### Assignment
Transcribe only the lines of the listing below from the one holding "Practice. Identify the red" through the one holding "Practice. Identify the striped", inclusive, without any change.

### Listed records
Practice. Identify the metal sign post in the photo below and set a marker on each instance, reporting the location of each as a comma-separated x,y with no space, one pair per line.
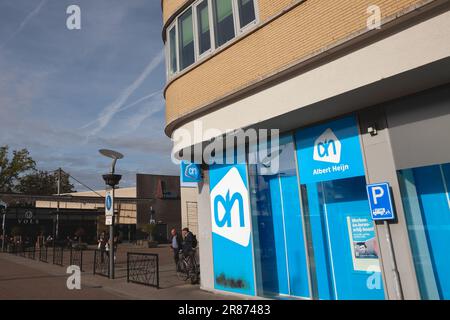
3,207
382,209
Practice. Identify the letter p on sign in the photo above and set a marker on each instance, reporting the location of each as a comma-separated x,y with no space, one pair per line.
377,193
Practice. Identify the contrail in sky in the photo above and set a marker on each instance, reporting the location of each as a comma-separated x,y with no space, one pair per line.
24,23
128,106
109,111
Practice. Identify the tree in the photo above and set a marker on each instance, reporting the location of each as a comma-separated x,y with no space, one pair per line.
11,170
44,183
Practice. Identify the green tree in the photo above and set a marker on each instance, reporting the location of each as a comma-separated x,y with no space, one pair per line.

==

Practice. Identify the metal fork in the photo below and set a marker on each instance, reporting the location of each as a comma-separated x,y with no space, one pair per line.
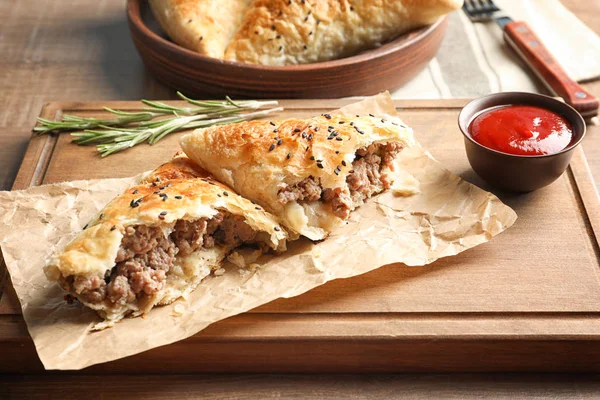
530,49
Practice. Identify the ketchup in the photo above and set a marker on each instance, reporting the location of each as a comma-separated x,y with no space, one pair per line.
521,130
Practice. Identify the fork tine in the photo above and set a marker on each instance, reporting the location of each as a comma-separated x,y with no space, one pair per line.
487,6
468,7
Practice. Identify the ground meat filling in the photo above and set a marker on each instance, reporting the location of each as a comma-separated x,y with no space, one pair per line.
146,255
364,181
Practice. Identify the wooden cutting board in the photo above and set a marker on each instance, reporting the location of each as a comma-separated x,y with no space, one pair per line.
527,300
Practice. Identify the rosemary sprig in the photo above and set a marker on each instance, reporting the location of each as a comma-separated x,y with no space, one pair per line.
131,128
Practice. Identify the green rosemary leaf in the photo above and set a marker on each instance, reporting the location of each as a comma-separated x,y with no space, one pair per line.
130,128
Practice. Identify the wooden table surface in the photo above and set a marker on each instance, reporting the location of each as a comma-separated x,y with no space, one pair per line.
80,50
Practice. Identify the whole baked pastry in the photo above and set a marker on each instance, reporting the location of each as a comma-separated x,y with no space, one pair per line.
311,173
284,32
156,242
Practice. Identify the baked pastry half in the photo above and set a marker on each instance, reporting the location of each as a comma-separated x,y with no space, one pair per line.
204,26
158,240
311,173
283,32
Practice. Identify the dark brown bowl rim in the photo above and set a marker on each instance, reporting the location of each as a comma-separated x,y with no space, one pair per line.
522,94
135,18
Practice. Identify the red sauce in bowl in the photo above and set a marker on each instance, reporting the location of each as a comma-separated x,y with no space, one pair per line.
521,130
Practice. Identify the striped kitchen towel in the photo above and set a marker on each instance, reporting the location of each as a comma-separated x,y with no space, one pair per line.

### Written answer
Practice. Identify the red sauce in bowl in the photo above and set a marker on each instance, reporting the location of each as a comma-separated x,y with no space, one pair per line.
521,130
Practice. Identify the striped kitchen towel in the photo above and set a marker on each instance, reporting the location of each as a comma-separated x,y with no space, one pair per line.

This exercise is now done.